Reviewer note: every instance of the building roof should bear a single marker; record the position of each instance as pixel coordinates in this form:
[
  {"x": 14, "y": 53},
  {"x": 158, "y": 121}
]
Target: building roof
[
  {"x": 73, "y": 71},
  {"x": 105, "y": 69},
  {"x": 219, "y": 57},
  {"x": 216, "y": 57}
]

• Prompt:
Each line of the material should be echoed exactly.

• Answer to the problem:
Reviewer note: every instance of the building roof should bear a single marker; record the position of each instance as pixel coordinates in this form:
[
  {"x": 14, "y": 53},
  {"x": 158, "y": 121}
]
Target: building roof
[
  {"x": 73, "y": 71},
  {"x": 105, "y": 69},
  {"x": 219, "y": 57},
  {"x": 216, "y": 57}
]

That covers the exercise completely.